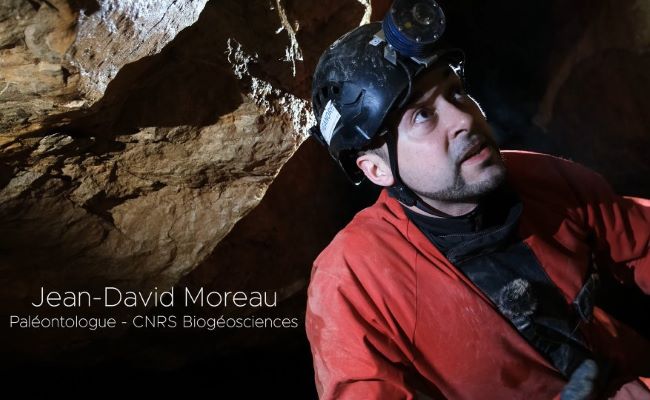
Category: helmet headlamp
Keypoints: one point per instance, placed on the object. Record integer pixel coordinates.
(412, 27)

==

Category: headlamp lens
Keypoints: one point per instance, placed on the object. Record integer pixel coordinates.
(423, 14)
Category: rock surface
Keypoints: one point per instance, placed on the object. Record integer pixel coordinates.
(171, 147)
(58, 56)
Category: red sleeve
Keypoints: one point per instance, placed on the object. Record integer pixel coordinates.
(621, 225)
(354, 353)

...

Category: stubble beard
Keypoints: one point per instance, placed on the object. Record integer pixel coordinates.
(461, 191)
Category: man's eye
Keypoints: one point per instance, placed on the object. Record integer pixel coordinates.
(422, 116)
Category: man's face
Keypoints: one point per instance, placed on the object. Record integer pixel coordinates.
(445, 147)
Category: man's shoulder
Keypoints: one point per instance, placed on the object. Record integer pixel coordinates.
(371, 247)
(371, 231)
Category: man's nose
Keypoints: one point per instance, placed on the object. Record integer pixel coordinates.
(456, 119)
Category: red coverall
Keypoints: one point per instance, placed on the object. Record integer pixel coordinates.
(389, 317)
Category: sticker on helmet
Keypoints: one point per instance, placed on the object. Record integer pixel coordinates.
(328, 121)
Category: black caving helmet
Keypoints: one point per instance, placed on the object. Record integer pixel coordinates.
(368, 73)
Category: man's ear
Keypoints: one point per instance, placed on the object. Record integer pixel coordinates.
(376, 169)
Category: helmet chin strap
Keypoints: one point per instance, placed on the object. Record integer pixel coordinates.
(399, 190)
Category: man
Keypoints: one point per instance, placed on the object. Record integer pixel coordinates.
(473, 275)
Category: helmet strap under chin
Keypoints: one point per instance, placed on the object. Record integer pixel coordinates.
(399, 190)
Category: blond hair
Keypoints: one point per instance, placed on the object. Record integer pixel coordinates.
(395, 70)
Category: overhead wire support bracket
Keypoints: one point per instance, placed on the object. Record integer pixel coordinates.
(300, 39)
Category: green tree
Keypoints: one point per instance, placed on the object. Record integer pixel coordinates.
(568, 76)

» **WHAT THIS TASK INVOLVES**: Locate each line in the records above that contains the word "chin", and copy those lines.

» **SOLVED PROBLEM**:
Category: helmet chin strap
Category: helmet strap under chin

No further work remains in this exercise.